HBO only. All the movies they show eventually end up on the other movie channels, so why have all of them? Besides, I don't have the time....


----------



## lastmanstanding (Mar 22, 2003)

I have A150. I had HBO and Showtime, but found my viewing tapering after a while.

HD programming promises to change that.


----------



## nuts4scuba (Jan 11, 2003)

I just added hbo/skinamax package a little over a month ago.


----------



## John Corn (Mar 21, 2002)

HBO
Cinemax
AT 150
Superstations
NHL Center Ice
NBA League Pass


----------



## DmitriA (Aug 6, 2002)

> _Originally posted by neuronbob _
> *HBO only. All the movies they show eventually end up on the other movie channels, so why have all of them? Besides, I don't have the time.... *


But it doesn't work the other way unfortunately - HBO does not get all the movies that the other channels show. In fact, their movie offerings pretty much suck because they spend so much money and time on original programming...


----------



## marko (Jan 9, 2003)

I've been getting Starz for free(some weird problem with me disconnecting the receiver while subscribed to stars, and reconnecting later on my 4900 receiver for the past couple of months. 

I would feel bad for getting it for free, but I hardly ever watch it anyway. Guess I am picky about what movies I watch.


----------



## pez2002 (Dec 13, 2002)

> _Originally posted by marko _
> *I've been getting Starz for free(some weird problem with me disconnecting the receiver while subscribed to stars, and reconnecting later on my 4900 receiver for the past couple of months.
> 
> I would feel bad for getting it for free, but I hardly ever watch it anyway. Guess I am picky about what movies I watch. *


Back in the summer of 01 When i had comcast digital cable I got starz! free for a Year it was So Great Now I dont have digital Cable i have Dtv

:hi:


----------



## blingbling (Sep 6, 2002)

> _Originally posted by BobMurdoch _
> *
> 
> Don't worry, I'll draw his fire.....
> ...


This is probably a silly question but do you speak French? If not do these French channels have English portions of their programming?


----------



## BobMurdoch (Apr 24, 2002)

I speak enough French to function as a tourist, but not enough to catch every word I hear. Just about all of the TV5 programming is in French (my wife is much more fluent than me....), but they do occasionally have English subtitles on some movies.

I can understand about 50% of what I hear as "Je parle un peu Francaise" (I speak a little French).


----------

■ **INFORMATION PROVIDED**:
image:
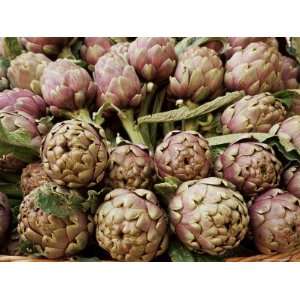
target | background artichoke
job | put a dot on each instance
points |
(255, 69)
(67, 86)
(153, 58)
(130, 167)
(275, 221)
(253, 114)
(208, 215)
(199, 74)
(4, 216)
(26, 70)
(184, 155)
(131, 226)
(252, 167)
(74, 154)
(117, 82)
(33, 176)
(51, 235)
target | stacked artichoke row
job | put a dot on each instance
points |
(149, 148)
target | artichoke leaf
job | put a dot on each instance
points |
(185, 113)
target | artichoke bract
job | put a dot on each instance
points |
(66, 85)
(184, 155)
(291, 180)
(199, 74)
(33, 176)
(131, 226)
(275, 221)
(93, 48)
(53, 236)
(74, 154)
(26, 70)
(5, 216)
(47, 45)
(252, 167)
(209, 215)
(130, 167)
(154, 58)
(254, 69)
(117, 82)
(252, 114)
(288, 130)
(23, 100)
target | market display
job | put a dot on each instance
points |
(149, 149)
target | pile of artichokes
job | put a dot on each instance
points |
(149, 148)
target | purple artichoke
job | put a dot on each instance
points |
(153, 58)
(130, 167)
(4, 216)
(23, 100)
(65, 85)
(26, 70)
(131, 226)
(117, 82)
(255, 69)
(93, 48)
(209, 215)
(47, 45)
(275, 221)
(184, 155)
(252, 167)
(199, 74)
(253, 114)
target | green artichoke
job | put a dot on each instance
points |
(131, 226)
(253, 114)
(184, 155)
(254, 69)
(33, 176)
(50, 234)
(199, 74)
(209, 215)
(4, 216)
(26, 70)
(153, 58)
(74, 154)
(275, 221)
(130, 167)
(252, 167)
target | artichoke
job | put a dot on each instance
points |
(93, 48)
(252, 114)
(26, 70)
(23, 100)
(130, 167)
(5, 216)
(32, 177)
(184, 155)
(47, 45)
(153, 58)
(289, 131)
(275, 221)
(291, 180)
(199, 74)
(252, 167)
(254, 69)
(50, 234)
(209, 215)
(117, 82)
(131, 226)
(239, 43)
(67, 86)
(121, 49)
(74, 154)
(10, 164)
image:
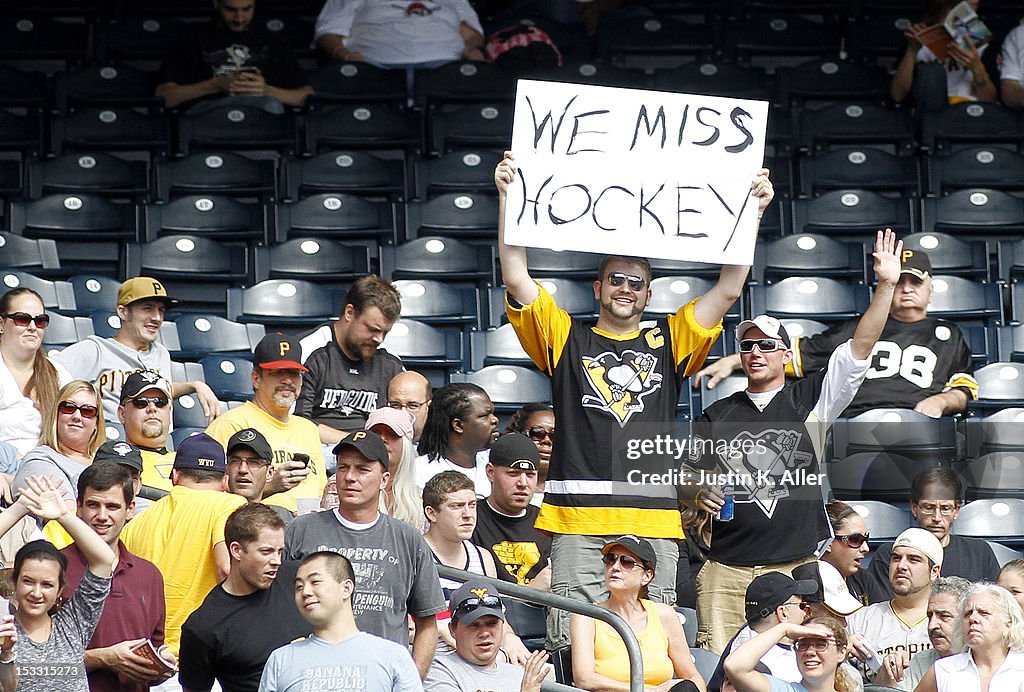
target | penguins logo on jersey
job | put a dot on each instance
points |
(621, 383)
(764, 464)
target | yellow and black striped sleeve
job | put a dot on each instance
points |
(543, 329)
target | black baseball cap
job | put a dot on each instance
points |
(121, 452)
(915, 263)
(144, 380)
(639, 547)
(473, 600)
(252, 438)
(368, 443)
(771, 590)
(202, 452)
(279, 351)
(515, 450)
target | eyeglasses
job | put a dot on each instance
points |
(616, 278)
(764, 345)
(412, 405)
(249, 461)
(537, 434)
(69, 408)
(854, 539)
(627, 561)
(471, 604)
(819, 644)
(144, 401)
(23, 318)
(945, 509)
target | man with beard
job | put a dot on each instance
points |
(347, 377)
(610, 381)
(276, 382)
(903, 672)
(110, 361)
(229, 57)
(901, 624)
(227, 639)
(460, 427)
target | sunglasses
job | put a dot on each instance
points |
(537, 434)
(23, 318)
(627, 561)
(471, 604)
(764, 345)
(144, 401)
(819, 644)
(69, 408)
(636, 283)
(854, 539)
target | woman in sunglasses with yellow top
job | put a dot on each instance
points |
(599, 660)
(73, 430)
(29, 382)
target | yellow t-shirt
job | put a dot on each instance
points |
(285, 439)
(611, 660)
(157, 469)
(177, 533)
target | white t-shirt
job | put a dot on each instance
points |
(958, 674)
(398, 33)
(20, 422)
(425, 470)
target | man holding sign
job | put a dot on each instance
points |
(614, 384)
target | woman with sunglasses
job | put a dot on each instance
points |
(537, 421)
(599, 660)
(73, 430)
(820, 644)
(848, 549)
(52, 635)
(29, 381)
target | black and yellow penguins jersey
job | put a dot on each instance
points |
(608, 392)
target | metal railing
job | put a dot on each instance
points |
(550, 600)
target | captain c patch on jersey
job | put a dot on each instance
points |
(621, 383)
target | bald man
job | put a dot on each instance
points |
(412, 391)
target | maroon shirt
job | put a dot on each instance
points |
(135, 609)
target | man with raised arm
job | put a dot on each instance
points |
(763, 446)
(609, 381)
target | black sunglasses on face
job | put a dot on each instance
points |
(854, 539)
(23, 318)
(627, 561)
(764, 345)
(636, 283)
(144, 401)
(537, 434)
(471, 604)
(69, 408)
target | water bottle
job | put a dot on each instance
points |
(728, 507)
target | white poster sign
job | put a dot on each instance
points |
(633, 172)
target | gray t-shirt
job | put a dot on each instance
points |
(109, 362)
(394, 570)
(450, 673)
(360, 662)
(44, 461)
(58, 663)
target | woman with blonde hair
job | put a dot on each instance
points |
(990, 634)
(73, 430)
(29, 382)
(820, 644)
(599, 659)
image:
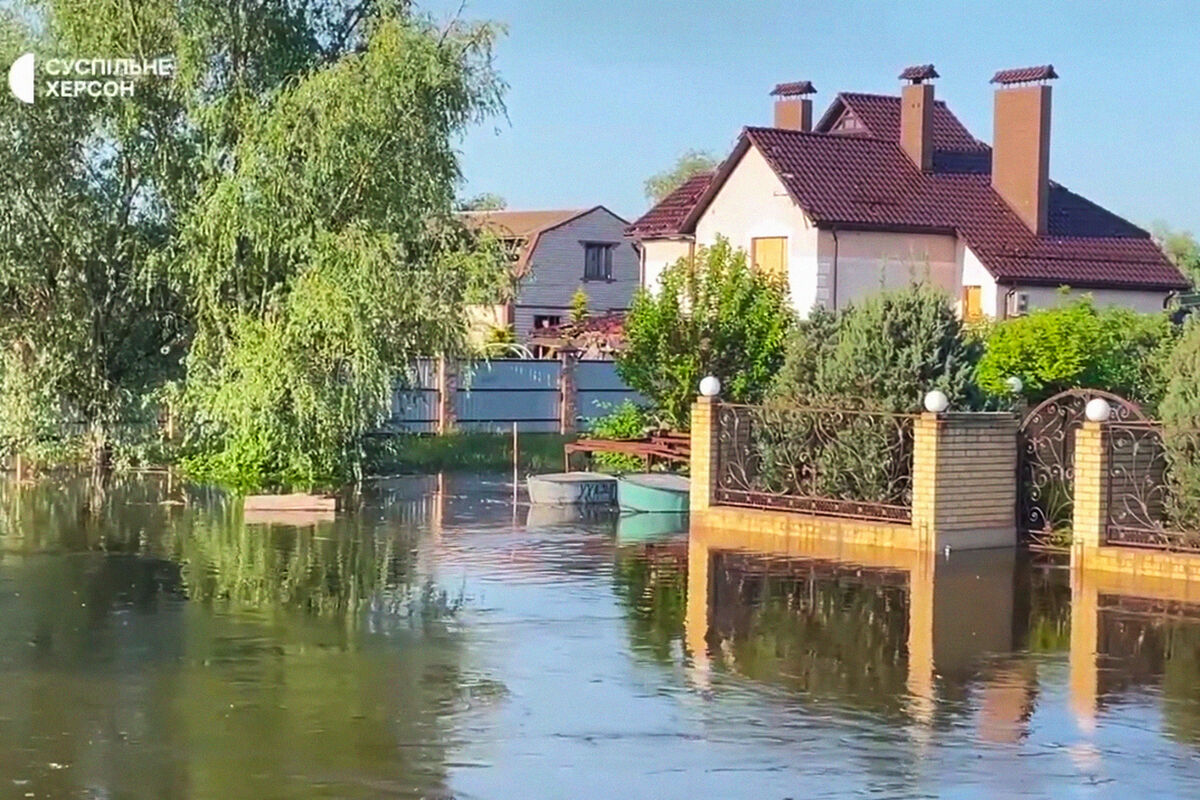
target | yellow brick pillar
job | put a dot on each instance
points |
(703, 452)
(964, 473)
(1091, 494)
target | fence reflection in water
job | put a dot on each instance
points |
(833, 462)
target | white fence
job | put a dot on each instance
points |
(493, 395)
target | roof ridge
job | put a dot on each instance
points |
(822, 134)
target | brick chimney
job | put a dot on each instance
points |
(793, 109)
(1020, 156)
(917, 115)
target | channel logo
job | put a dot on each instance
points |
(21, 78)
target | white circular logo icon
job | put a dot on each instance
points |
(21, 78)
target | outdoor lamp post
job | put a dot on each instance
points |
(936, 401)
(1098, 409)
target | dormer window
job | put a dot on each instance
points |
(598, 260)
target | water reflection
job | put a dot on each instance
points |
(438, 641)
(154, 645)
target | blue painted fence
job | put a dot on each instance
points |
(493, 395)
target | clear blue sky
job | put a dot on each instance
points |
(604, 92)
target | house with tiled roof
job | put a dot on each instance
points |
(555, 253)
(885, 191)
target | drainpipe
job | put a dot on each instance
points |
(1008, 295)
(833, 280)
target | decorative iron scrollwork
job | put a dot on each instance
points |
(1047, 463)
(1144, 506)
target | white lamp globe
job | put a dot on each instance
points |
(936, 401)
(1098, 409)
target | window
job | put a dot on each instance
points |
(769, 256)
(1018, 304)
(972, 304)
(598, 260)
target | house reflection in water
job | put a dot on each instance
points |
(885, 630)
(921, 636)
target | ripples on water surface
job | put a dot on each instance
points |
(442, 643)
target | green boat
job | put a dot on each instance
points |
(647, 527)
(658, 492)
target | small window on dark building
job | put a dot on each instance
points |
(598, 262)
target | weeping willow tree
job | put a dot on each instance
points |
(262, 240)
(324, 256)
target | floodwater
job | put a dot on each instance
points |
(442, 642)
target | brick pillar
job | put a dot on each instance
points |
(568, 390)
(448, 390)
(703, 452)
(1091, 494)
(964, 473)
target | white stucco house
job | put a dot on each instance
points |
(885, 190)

■ **WORK TO COMPLETE**:
A. Answer these questions from the thread, one line each, marking the answers (i), (ii), and (iii) to match:
(i) What package does lastmanstanding say they have?
(ii) According to DmitriA, why are HBO's movie offerings poor?
(iii) On which channel does BobMurdoch say some movies occasionally have English subtitles?
B. Summarize the thread in two sentences.
C. Reproduce the passage from the thread starting with "## lastmanstanding (Mar" and going on through "(Jan 11, 2003)", substituting "Cinemax" for "Showtime".

■ **ANSWERS TO THE EXERCISES**:
A.
(i) A150.
(ii) HBO spends so much money and time on original programming.
(iii) TV5.

B. Participants describe which channel packages they have, and one favors HBO alone because its movies eventually reach the other movie channels. Another counters that HBO does not get all the movies the other channels show because it spends so much on original programming, while others mention receiving Starz for free and note that TV5 programming is almost entirely in French, with occasional English subtitles on some movies.

C.
## lastmanstanding (Mar 22, 2003)

I have A150. I had HBO and Cinemax, but found my viewing tapering after a while.

HD programming promises to change that.


----------



## nuts4scuba (Jan 11, 2003)